● WHAT IS ASKED
Render every line of the items below as a numbered list, omitting any blank lines.

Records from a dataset
[Begin]
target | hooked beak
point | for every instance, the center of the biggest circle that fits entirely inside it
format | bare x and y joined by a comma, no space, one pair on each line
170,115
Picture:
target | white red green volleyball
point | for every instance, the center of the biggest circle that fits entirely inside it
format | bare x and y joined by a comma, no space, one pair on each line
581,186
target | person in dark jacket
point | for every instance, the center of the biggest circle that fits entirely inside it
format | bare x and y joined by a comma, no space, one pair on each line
[End]
● SOLUTION
1. target | hooked beak
2. point | for every instance, the center of the biggest circle that fits entirely inside it
3. format | bare x and y joined by a comma, no space, one pair on each line
4. 170,115
5. Picture:
6. target | white red green volleyball
7. point | for every instance, the center of the biggest circle that fits entirely inside it
8. format | bare x and y joined by a comma, no space, one pair on each line
9. 581,186
10. target | person in dark jacket
11. point | for every instance, the center of the biggest circle that fits entirely inside it
12. format | bare x and y joined by a comma, no space, one pair on each line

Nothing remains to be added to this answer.